§ **RECORDS**
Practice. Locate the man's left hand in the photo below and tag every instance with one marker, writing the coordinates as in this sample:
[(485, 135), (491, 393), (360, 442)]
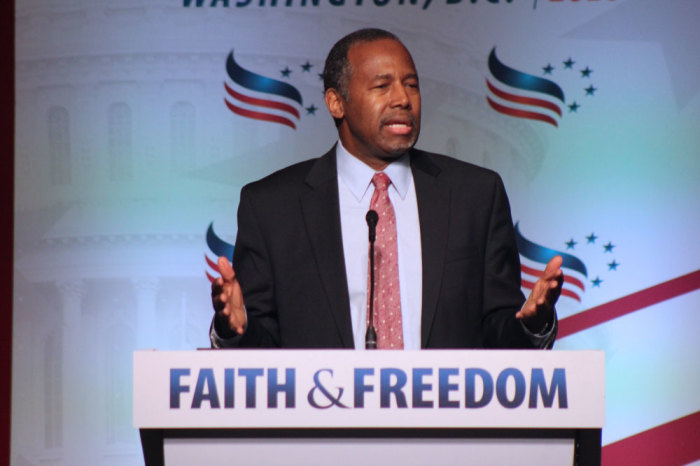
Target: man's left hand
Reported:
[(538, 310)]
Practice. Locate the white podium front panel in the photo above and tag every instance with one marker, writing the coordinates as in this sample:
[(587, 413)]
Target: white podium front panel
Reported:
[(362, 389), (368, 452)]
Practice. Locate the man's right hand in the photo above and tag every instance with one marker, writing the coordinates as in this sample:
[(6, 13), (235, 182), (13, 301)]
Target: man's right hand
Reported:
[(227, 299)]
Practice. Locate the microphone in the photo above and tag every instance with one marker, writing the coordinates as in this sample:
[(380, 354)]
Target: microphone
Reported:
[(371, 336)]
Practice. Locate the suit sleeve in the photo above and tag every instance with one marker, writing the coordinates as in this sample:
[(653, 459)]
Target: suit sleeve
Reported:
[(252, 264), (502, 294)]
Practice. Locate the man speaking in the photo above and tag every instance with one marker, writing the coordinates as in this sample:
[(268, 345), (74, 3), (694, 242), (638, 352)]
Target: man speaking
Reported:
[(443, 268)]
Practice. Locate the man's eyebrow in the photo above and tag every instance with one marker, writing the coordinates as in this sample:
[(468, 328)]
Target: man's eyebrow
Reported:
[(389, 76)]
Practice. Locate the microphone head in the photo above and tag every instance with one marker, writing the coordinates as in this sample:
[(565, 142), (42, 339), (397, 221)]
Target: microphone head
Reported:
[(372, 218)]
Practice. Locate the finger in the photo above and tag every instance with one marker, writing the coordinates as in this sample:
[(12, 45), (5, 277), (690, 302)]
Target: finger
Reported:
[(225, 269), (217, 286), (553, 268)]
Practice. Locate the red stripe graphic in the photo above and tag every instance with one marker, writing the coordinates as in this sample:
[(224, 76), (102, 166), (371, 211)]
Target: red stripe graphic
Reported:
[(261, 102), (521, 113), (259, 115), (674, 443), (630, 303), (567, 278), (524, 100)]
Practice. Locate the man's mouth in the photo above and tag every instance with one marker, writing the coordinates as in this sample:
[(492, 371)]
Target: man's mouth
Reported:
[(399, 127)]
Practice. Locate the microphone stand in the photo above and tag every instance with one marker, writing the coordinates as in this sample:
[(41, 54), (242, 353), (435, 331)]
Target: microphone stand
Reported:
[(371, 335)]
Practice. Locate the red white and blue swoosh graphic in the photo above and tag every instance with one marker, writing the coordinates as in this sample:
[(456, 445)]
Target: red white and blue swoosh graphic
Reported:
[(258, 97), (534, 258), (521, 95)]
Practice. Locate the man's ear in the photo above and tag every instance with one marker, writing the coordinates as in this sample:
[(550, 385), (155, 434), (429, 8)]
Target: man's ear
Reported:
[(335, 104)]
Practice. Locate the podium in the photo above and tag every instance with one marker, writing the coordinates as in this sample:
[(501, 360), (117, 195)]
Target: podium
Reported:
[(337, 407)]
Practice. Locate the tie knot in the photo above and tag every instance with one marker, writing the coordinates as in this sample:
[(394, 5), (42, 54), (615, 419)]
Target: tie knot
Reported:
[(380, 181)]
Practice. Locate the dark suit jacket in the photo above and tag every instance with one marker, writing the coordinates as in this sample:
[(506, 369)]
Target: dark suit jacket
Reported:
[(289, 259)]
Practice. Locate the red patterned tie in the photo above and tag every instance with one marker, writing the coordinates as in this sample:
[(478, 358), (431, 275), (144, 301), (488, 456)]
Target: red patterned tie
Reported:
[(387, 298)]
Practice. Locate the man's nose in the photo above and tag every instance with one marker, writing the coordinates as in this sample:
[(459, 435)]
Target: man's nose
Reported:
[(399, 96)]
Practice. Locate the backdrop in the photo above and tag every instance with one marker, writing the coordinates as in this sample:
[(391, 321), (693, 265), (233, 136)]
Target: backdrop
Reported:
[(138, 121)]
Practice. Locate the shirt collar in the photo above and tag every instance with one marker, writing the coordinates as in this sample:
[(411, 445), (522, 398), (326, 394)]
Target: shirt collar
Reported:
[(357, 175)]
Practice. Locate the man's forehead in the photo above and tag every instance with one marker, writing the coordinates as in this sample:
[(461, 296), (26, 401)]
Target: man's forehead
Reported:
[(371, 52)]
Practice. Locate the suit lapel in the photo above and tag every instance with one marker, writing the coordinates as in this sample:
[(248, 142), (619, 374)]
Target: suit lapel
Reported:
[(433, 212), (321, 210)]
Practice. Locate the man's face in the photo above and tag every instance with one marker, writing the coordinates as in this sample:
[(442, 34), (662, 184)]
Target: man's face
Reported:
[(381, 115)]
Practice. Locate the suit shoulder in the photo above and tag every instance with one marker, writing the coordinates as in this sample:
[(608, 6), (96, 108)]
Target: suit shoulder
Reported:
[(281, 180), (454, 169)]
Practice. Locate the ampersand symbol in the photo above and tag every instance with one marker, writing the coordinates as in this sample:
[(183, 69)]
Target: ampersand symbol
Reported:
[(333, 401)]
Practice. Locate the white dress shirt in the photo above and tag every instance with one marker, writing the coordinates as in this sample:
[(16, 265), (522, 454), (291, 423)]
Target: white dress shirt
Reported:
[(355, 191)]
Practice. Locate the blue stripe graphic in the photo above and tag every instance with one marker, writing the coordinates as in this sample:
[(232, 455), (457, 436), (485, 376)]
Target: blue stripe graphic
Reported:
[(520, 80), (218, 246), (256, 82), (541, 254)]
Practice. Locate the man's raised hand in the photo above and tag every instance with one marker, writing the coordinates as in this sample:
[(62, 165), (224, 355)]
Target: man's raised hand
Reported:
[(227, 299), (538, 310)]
---
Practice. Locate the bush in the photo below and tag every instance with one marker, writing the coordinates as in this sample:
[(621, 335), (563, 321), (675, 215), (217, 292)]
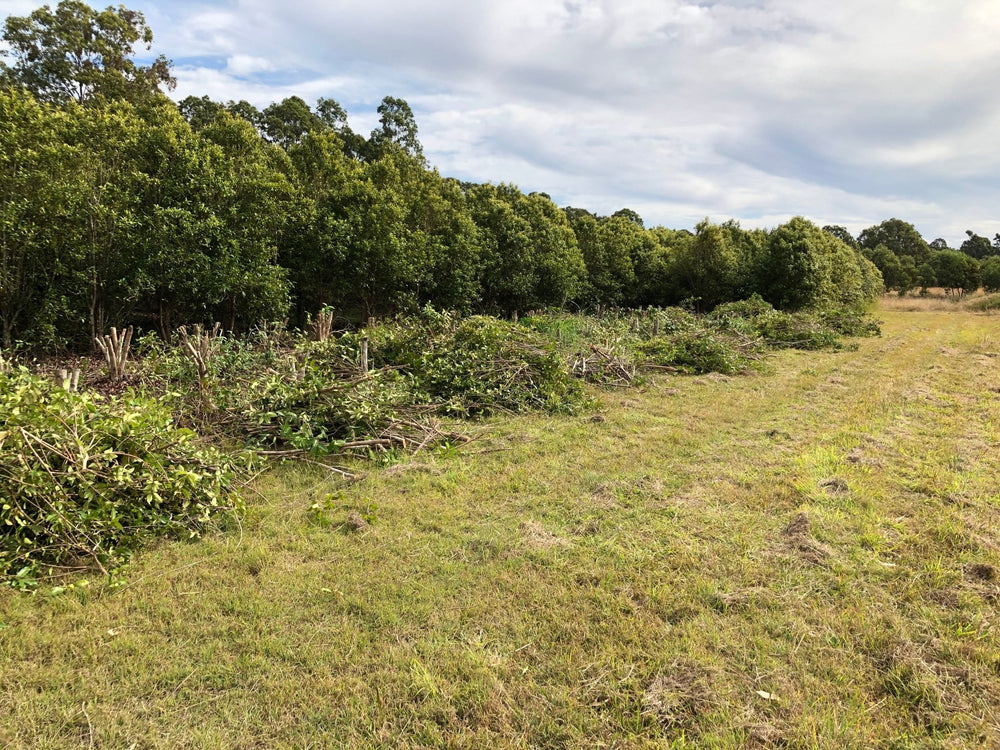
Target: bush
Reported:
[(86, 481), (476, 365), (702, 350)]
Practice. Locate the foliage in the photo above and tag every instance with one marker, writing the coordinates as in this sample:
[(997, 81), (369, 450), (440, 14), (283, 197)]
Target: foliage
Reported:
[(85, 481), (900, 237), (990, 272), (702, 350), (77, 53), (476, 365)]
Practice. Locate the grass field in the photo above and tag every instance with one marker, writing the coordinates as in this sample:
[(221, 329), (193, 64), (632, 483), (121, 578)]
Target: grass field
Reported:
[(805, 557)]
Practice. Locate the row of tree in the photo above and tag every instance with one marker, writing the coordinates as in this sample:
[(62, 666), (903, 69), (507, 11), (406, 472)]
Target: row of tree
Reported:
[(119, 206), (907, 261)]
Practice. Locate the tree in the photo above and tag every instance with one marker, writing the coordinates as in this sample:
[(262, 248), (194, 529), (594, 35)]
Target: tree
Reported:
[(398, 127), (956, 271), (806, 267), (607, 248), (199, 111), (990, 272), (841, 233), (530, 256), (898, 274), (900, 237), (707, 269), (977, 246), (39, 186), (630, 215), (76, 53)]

§ **PROBLEM TO SOLVE**
Recast the records as a JSON list of strings, one string per line, starting at the line that contains "Practice. Locate the bush" and ending after the line that contains "[(119, 206), (907, 261)]". Skip blank lines and leave the picture out.

§ **COMPLETED TASK**
[
  "Practice. Locate the bush in the photo below and tag every instance with one marker, writing the coordinates as in this sample:",
  "[(621, 335), (563, 321), (675, 215), (217, 292)]",
  "Target: bush",
  "Reported:",
  "[(86, 481), (476, 365), (702, 350)]",
  "Practice. Locate the foliage in the photo above and tag every instance with one marker, writing the coordinates as in this sample:",
  "[(997, 81), (369, 450), (440, 14), (283, 197)]",
  "Target: foliage",
  "Reported:",
  "[(85, 481), (900, 237), (990, 272), (702, 350), (77, 53), (476, 365)]",
  "Practice. Locate the grass field in the photo above and tag every instance with one marker, writing the coordinates as in this sample:",
  "[(221, 329), (193, 64), (632, 483), (121, 578)]",
  "Target: grass field",
  "Reported:",
  "[(805, 557)]",
  "Practice. Locate the row of tree in the photo above and tag every instance with one marker, writing the coordinates as in this sample:",
  "[(62, 666), (903, 69), (507, 11), (406, 472)]",
  "Target: row of tree",
  "Reported:",
  "[(119, 206), (907, 261)]"
]